▸ **作業指示**
A. Minimal Phoneについての文章のうち、「Minimal Phoneとは」から「ムを訴求しているようで……。」までの部分を、一字一句変えずに書き写してください。
B. Minimal Phoneについての文章の内容と次の(i)〜(iii)の記述が一致するかどうかを「はい」か「いいえ」で答えてください。それぞれ、判断の決め手となる本文の語句をそのまま引用して添えてください。(i) Minimal Phoneのディスプレイは3.5インチのE-Inkタッチパネルである。(ii) Helio G88は2023年に発表された製品である。(iii) 筆者はMinimal PhoneのIndiegogoプロジェクトに出資した。

▸ **読解用抜粋**
--
FREEDOMフリーダァム……はともかく、今回はまだこの世にない電話の話をします。色々な意味で今すべき話ではないんですが……。

三行で結論

  • Minimal Phoneという今日の夕方締め切りのIndiegogoプロジェクトがあり、これに出資しなかった
  • プロトタイプの進捗の割にスケジュールが強気すぎる
  • 他にもうっすら怪しいなと思ったけれど、うまく説明できない。実際はスルっとリリースされるかもしれない

Minimal Phoneとは

tryminimal.com

www.indiegogo.com

ロサンゼルスのMinimal Companyによって日本時間の2024年4月2日夕方くらいまでクラウドファンディング中、今夏8月にリリース予定のAndroidスマートフォンです。

コンセプト

形状としては、いわゆるキャンディバー型のQWERTYキーボード搭載Androidスマートフォンです。画面のグレー感からも分かるように、なんとキーボードだけでなくE-Ink(電子ペーパー)を積んでいるのは最大の特徴といえるでしょう。

ここから導き出されるコンセプトは、名前の通りミニマリズムを訴求しているようで……。

公式サイトに貼られていたイメージムービーは今は非公開になっています。ただ、その横のノートにしても動画にしても、スマートフォンに夢中な現代人に警鐘を鳴らす、デジタルデトックスを強硬に主張したものでした。

ようするに、E-Ink(電子ペーパー)と強力すぎないSoCの組み合わせによって、氾濫する情報との適切な距離感のようなものを提示しているのがうかがえます。

スペック

ひとことで言えば控えめで無理のないスペックです。

  • CPU: MediaTek Helio G88 (MT6769H)
  • RAM: 6GB
  • Storage: 256GB(出資者限定アップグレード
  • OS: Android 14
  • Display: 3.5” E-Ink Touch / 300ppi / 90ms Refresh rate
  • Front Camera: 8MP
  • Rear Camera: 12MP
  • Wi-Fi: Wi-Fi 5 - 802.11 a/b/g/n/ac 2.4/5GHz
  • Bluetooth: 5.0
  • Battery: 4000mAh
  • Features: 3.5mm Headphone Jack, Fingerprint Unlock, GPS, Expandable Storage, Dual SIM

Helio G88は2021年発表の製品で、Cortex-A75の2コア、A55の6コアで合計8コアのSoCです。

元々12nmプロセスのHelio P65(2019年)がほぼ性能据え置きで4回リネームされたもの*1なのでパワーも価格も大したことはありません。そもそもE-Ink端末ですしローコストなデザインは先述のコンセプトにも合致しているように思います。

個人的には「E-Inkとデジタルデトックスは言うほど関係あるか?」「むしろキーボードはSNSやチャットには合っているのでは?」と思ってしまいますが、まあローエンドSoCと電子ペーパーの組み合わせによって、できることを制限できるという理屈はあるでしょう。

総じてスペックそのものについては私にも結構魅力的に見えます。今使っているTitan Slimも似たり寄ったりの性能です。

出資しなかった理由は、別のところにある、ということです。

クラウドファンディング、どこが気になる?

出資を見送った理由は、「私から見て信用がちょっと足りない」です。

クラウドファンディングは購入ではなく出資行為です。事故や天災、開発や生産の頓挫などによって、手元に製品も金も残らない場合があります。ある意味ギャンブルのようなところがあり、そこに乗れなかったと言えます。

それはどういうことか、主なところを一つずつ見ていきましょう。

垣間見える発起人の前歴

あまり日本でこの前歴に言及されているのを見かけないので、先に挙げておきます。
--
▸ **提供データ**
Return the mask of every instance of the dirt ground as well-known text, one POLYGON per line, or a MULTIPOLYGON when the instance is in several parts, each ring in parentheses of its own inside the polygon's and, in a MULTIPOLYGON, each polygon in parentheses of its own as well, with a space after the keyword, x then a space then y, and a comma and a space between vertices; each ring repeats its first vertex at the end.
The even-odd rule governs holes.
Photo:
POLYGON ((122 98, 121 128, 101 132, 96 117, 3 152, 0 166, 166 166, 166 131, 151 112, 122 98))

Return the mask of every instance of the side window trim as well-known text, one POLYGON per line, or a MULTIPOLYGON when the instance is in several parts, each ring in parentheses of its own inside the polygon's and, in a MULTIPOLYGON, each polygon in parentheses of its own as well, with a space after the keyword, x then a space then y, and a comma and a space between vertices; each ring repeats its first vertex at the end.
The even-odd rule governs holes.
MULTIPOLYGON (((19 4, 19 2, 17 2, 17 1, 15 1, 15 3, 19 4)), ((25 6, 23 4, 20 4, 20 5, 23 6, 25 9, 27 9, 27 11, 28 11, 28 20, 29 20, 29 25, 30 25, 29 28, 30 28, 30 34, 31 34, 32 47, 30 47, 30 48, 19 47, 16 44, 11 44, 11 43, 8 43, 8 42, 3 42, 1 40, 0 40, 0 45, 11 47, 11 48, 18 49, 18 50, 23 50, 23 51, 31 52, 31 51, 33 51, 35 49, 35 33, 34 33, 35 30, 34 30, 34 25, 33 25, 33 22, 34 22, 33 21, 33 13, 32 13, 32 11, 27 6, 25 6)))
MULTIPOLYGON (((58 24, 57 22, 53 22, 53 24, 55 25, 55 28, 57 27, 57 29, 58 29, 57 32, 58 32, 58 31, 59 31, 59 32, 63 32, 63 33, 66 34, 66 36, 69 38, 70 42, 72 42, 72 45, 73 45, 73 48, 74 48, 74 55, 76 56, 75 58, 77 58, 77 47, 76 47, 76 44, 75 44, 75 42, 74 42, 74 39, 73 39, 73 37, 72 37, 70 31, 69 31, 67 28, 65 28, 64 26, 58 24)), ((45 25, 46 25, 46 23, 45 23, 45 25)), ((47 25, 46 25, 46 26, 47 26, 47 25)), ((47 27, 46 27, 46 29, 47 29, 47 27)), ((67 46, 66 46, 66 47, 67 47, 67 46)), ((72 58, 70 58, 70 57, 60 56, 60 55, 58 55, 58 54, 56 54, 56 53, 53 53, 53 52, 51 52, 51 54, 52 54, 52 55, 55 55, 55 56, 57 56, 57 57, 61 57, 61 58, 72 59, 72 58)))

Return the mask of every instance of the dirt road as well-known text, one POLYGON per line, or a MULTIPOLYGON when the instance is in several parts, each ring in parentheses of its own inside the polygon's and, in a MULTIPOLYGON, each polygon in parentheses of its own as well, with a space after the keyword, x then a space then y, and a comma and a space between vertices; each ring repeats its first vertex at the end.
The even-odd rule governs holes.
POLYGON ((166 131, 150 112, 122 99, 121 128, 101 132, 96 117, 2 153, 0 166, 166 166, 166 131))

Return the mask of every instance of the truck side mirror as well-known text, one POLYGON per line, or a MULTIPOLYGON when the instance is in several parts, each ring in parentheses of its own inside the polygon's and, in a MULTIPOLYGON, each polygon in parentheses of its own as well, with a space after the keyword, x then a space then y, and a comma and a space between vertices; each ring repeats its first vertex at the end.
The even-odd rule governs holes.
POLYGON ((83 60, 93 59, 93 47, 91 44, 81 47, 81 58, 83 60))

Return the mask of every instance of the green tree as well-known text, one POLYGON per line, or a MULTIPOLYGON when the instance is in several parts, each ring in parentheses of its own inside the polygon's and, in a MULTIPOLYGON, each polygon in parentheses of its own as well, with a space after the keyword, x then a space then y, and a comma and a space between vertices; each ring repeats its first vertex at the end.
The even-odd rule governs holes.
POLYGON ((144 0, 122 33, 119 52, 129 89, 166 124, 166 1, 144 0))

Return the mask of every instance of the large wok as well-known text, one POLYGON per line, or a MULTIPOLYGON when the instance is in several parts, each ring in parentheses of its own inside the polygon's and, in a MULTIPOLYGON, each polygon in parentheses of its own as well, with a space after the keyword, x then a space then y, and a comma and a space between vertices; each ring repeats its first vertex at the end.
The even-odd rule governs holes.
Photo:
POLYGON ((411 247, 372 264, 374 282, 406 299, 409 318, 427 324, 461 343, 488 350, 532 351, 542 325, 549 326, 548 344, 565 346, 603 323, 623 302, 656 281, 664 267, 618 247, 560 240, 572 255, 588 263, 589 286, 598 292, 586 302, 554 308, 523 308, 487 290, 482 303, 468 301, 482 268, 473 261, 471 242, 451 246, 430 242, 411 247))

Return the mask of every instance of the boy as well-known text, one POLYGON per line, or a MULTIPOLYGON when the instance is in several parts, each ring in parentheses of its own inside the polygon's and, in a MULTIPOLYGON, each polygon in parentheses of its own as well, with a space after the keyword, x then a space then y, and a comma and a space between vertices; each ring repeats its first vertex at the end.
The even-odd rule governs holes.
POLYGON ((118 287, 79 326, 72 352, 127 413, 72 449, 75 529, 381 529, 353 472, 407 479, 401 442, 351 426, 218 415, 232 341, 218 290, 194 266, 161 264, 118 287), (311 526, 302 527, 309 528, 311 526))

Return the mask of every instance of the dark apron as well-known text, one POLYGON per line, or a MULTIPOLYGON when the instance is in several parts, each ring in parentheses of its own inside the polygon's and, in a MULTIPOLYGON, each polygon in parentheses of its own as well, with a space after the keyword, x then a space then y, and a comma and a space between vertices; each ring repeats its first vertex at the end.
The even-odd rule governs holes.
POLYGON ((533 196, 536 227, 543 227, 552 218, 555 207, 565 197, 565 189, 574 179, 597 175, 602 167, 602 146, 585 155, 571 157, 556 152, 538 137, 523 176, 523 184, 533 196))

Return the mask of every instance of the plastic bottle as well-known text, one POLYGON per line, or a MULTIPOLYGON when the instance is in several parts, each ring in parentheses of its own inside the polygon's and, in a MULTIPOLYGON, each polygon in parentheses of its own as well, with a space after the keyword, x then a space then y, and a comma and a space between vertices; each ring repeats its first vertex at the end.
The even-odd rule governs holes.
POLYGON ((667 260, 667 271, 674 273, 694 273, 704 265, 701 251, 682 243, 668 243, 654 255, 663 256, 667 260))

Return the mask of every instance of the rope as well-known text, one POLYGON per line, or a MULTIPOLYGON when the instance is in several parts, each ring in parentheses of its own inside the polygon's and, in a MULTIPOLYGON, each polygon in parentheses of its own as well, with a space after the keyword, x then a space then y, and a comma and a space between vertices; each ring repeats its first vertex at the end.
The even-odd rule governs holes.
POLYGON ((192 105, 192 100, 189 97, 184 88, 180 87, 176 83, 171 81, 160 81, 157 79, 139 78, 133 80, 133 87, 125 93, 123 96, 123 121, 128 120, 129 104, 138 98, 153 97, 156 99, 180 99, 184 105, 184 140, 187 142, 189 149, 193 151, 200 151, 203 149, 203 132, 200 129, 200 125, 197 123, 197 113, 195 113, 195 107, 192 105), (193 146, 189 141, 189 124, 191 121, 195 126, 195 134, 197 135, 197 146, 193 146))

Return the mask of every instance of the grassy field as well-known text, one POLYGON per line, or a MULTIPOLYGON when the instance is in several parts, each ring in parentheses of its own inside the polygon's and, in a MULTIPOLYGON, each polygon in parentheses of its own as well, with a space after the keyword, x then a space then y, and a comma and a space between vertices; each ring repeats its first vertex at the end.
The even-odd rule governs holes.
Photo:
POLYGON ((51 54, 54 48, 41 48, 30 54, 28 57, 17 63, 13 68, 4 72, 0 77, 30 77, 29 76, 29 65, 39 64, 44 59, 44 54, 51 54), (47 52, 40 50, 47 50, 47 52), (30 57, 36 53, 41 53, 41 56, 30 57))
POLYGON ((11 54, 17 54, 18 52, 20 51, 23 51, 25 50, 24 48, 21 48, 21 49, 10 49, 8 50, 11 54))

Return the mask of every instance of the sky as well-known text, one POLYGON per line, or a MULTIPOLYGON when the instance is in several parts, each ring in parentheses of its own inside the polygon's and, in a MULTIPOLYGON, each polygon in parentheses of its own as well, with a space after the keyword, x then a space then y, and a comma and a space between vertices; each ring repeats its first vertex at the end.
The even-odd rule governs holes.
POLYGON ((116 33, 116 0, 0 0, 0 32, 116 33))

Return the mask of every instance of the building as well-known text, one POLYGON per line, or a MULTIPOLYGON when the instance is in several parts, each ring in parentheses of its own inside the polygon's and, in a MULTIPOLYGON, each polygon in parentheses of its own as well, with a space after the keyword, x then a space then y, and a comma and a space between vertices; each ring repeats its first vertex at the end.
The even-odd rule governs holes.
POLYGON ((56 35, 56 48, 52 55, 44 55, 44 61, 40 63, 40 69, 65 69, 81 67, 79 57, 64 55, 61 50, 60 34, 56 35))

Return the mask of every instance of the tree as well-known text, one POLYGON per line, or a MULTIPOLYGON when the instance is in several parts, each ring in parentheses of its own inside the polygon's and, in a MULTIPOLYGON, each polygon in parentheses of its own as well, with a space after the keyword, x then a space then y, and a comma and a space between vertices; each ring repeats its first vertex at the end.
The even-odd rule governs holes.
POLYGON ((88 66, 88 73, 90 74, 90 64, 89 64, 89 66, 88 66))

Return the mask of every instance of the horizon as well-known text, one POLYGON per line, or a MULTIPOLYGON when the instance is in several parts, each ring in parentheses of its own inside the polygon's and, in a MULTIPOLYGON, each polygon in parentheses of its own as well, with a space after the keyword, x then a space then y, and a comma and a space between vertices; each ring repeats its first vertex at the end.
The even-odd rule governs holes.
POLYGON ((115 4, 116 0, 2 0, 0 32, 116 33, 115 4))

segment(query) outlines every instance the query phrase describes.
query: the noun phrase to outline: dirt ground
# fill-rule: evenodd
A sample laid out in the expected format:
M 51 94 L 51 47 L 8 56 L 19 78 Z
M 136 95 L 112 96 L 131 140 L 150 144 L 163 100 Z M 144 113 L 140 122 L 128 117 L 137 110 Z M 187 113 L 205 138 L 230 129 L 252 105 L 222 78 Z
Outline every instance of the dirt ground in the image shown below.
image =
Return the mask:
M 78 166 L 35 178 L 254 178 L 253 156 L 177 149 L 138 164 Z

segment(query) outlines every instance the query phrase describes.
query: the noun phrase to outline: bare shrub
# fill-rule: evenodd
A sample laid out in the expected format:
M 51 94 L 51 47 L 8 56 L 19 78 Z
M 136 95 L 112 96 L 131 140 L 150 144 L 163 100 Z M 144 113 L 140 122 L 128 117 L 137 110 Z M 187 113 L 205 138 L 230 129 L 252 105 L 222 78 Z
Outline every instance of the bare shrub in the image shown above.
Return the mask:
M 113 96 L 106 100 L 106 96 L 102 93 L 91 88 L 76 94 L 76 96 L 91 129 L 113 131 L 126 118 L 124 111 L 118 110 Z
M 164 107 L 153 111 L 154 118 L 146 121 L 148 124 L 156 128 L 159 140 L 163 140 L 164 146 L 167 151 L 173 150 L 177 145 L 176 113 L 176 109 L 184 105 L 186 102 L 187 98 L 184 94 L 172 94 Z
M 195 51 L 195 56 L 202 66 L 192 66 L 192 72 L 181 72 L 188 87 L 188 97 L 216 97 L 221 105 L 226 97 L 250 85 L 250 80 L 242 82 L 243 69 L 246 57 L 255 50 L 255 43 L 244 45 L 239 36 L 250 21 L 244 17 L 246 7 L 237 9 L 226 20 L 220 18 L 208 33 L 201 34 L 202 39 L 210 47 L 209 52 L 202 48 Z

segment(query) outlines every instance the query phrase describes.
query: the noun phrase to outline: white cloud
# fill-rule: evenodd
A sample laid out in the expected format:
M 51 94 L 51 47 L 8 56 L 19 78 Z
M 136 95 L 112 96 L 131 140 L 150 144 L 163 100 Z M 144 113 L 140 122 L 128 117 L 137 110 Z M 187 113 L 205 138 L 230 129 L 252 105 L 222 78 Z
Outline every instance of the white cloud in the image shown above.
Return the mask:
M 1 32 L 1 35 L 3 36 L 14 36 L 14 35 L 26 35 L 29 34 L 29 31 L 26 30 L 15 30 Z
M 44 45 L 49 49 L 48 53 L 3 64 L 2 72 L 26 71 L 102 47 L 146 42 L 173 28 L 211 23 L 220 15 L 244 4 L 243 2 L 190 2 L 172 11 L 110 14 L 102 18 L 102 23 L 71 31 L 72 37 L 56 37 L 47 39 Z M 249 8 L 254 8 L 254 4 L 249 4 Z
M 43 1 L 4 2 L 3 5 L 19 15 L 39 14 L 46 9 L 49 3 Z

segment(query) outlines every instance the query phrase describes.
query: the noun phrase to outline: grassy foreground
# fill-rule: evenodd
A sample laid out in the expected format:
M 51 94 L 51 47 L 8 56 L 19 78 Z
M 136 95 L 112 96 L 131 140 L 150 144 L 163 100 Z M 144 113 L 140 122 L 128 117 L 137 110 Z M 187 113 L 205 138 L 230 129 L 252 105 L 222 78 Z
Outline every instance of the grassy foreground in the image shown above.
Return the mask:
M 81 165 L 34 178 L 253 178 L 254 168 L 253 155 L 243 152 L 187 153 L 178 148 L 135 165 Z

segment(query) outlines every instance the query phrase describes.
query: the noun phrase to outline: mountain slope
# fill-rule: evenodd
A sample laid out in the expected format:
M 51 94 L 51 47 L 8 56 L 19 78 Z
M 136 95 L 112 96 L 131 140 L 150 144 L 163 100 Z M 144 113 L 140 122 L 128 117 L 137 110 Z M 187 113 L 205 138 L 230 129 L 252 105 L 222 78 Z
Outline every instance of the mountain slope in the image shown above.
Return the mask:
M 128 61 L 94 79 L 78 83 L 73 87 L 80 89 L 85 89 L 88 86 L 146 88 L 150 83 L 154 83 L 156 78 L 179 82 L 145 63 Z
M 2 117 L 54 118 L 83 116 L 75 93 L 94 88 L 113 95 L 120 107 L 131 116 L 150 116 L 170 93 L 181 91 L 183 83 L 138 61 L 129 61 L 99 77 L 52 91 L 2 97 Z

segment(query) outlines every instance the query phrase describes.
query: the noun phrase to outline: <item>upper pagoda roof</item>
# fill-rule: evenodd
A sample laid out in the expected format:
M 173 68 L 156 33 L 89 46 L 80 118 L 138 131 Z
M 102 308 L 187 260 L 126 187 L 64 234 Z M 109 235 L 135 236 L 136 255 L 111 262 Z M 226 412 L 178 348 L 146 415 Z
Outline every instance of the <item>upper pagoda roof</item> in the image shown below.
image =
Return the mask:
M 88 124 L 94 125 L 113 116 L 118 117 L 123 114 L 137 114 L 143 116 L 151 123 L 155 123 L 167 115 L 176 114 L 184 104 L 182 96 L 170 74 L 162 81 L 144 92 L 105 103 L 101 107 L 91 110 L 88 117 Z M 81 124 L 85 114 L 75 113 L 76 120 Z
--
▸ **解答一覧**
A.
Minimal Phoneとは

tryminimal.com

www.indiegogo.com

ロサンゼルスのMinimal Companyによって日本時間の2024年4月2日夕方くらいまでクラウドファンディング中、今夏8月にリリース予定のAndroidスマートフォンです。

コンセプト

形状としては、いわゆるキャンディバー型のQWERTYキーボード搭載Androidスマートフォンです。画面のグレー感からも分かるように、なんとキーボードだけでなくE-Ink(電子ペーパー)を積んでいるのは最大の特徴といえるでしょう。

ここから導き出されるコンセプトは、名前の通りミニマリズムを訴求しているようで……。

B.
(i) はい。「Display: 3.5” E-Ink Touch / 300ppi / 90ms Refresh rate」
(ii) いいえ。「Helio G88は2021年発表の製品で」
(iii) いいえ。「Minimal Phoneという今日の夕方締め切りのIndiegogoプロジェクトがあり、これに出資しなかった」